Document excerpt:
>>

Google-sheets – ImportHTML Altering Data Format/URL Fetch Issue

formulasgoogle sheetsgoogle-apps-scriptimporthtml

4/17 6PM Update *** I am now trying to use the URL Fetch App. I've been playing with this for hours, but can't seem to figure out the issue. I am just trying to get the info from this site as plain text (so the score doesn't mess up) in a Google Sheet.

function myFunction() {
    var response = UrlFetchApp.fetch("https://www.basketball-reference.com/boxscores/pbp/202003110MIA.html");
 Logger.log(response.getContentText());
   var doc = SpreadsheetApp.getActiveSpreadsheet();
   var cell = doc.getRange('a1');
}

I'm using ImportHTML to export NBA play by play data.

For some reason, random cells containing the score (formatted 12-10 as an example) transfer incorrectly as long numbers (43864 as an example).

I've tried various formatting options that are offered & I've looked at different games as well, but don't see any patterns as to why certain scores work and others don't.

<<

(Items from a collection)

>>

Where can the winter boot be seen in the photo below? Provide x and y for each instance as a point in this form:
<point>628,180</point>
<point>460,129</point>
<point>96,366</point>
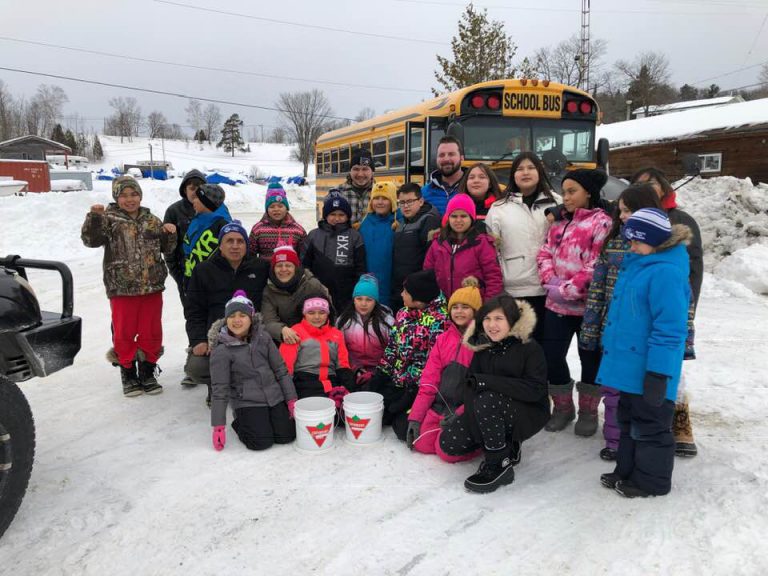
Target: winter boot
<point>681,427</point>
<point>610,480</point>
<point>589,400</point>
<point>131,385</point>
<point>608,454</point>
<point>629,490</point>
<point>496,470</point>
<point>564,411</point>
<point>147,377</point>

<<

In the forum thread about ImportHTML, what do some score cells, formatted like 12-10, incorrectly become after the transfer?

Answer box: They become long numbers, such as 43864.